[Point-based annotation data]
:::::

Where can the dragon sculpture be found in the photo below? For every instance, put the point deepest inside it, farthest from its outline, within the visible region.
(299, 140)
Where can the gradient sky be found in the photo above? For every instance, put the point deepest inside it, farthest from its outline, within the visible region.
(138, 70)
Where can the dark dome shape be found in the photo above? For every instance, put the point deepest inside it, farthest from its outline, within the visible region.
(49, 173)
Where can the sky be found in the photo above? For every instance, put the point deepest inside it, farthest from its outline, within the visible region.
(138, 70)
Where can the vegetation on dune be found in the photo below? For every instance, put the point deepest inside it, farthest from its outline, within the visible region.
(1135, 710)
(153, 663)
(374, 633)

:::::

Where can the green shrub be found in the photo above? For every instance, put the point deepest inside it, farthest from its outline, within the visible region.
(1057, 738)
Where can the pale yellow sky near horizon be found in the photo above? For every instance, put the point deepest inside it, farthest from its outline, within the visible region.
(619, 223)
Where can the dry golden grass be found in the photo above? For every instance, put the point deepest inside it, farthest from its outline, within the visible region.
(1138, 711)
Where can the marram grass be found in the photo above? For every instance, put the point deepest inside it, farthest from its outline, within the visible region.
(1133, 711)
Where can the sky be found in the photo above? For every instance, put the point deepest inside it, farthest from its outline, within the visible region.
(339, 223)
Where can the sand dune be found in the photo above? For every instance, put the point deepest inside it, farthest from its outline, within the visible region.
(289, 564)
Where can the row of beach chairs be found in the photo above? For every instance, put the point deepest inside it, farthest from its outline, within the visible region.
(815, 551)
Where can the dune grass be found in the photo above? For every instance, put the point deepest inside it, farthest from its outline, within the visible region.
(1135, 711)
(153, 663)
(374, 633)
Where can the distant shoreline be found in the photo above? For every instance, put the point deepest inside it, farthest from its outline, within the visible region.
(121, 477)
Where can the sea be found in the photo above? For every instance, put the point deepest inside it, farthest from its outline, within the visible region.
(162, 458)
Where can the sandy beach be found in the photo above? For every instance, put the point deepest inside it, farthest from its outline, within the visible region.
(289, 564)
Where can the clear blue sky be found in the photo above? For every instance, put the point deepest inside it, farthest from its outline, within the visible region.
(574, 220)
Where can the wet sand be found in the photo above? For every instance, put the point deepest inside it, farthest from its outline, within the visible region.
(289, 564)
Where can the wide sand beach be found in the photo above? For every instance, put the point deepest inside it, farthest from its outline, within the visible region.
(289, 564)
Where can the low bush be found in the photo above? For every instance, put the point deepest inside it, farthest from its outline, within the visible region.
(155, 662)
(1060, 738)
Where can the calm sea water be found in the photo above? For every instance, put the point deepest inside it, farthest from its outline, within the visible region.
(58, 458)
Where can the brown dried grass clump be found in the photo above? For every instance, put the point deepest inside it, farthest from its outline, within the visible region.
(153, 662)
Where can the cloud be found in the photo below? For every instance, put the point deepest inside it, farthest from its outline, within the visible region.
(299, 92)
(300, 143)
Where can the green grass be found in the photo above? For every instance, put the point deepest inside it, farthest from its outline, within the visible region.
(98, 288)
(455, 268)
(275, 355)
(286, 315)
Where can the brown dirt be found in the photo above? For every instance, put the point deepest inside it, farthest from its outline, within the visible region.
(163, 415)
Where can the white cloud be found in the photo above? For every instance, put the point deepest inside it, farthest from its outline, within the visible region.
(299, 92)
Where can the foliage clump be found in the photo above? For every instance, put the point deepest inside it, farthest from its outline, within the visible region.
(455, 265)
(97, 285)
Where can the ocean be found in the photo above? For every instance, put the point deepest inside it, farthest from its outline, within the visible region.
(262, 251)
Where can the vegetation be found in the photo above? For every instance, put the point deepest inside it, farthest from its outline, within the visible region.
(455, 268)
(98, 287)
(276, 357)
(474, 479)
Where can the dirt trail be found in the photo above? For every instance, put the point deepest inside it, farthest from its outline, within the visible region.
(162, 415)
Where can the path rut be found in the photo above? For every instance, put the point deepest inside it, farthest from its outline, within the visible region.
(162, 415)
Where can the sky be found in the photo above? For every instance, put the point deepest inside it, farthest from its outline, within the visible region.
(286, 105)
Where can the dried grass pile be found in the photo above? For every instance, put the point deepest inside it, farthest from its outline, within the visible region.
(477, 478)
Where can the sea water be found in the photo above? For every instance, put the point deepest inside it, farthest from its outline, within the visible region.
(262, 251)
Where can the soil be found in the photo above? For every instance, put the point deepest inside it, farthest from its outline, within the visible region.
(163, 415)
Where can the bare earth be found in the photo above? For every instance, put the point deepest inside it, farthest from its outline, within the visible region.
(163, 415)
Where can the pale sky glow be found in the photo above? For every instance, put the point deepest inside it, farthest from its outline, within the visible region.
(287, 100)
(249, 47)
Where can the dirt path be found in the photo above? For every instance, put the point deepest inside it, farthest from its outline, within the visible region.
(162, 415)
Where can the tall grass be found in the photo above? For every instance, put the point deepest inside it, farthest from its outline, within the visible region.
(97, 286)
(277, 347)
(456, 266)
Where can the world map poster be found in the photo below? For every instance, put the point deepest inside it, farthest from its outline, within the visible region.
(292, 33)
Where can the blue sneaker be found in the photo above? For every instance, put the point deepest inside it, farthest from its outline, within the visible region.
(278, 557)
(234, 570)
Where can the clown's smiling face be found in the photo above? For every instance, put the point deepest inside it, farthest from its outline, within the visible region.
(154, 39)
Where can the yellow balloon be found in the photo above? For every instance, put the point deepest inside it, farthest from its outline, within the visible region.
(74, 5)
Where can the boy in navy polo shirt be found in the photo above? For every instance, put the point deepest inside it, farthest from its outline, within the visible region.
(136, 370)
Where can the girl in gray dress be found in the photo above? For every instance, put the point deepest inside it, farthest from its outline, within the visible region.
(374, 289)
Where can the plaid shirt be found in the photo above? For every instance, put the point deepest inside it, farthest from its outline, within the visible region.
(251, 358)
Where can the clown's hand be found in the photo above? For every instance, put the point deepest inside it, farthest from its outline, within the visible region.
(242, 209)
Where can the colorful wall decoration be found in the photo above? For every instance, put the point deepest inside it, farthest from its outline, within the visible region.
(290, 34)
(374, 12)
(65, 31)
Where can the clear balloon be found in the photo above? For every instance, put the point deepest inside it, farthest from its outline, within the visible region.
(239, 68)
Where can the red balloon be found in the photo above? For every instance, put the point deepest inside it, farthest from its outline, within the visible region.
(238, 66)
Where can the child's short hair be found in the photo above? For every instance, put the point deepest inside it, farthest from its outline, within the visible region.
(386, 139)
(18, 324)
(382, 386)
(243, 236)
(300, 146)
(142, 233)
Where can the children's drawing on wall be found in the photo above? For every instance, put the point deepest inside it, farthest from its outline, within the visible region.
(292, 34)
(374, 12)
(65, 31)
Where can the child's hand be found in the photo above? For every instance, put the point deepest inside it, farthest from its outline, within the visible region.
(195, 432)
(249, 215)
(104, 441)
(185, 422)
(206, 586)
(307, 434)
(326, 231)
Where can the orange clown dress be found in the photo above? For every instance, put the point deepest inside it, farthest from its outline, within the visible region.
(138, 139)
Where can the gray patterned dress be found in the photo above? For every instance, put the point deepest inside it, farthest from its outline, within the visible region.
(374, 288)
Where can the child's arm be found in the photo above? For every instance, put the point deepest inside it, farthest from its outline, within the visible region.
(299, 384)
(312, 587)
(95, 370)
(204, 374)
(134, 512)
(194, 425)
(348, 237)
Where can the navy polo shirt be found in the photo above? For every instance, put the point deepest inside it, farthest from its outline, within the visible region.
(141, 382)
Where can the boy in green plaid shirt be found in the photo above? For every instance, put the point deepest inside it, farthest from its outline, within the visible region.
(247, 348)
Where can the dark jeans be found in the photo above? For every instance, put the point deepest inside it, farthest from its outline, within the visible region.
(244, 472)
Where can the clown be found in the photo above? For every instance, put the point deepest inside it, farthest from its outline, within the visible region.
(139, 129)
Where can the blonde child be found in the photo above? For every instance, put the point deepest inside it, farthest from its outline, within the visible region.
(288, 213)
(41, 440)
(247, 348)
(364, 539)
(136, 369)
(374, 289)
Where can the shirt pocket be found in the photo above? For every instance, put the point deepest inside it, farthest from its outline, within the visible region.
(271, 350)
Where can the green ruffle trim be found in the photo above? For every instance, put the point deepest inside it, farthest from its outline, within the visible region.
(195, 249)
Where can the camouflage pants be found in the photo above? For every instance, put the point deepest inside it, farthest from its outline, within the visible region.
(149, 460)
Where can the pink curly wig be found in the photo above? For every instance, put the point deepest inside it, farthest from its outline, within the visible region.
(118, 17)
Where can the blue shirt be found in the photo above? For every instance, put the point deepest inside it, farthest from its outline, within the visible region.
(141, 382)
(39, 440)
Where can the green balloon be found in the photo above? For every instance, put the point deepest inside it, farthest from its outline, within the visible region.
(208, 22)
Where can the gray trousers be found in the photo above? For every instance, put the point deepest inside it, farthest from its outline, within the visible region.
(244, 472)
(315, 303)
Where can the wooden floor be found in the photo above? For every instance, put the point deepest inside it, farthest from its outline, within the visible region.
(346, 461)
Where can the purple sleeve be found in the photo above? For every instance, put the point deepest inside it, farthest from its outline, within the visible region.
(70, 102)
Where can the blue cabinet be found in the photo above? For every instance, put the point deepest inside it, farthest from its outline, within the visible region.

:::::

# To do
Rewrite the listing between the lines holding "Where can the purple" and "Where can the blue cabinet", inclusive, putting "occurrence" wherever "instance" appears and leaving everything else unchanged.

# Complete response
Where can the purple sleeve be found in the photo above? For every occurrence, put the point deepest inside it, farthest from its outline, within the visible region.
(70, 102)
Where can the blue cabinet be found in the photo above? For every occurrence, put the point deepest inside it, farthest from its outline, within the visible region.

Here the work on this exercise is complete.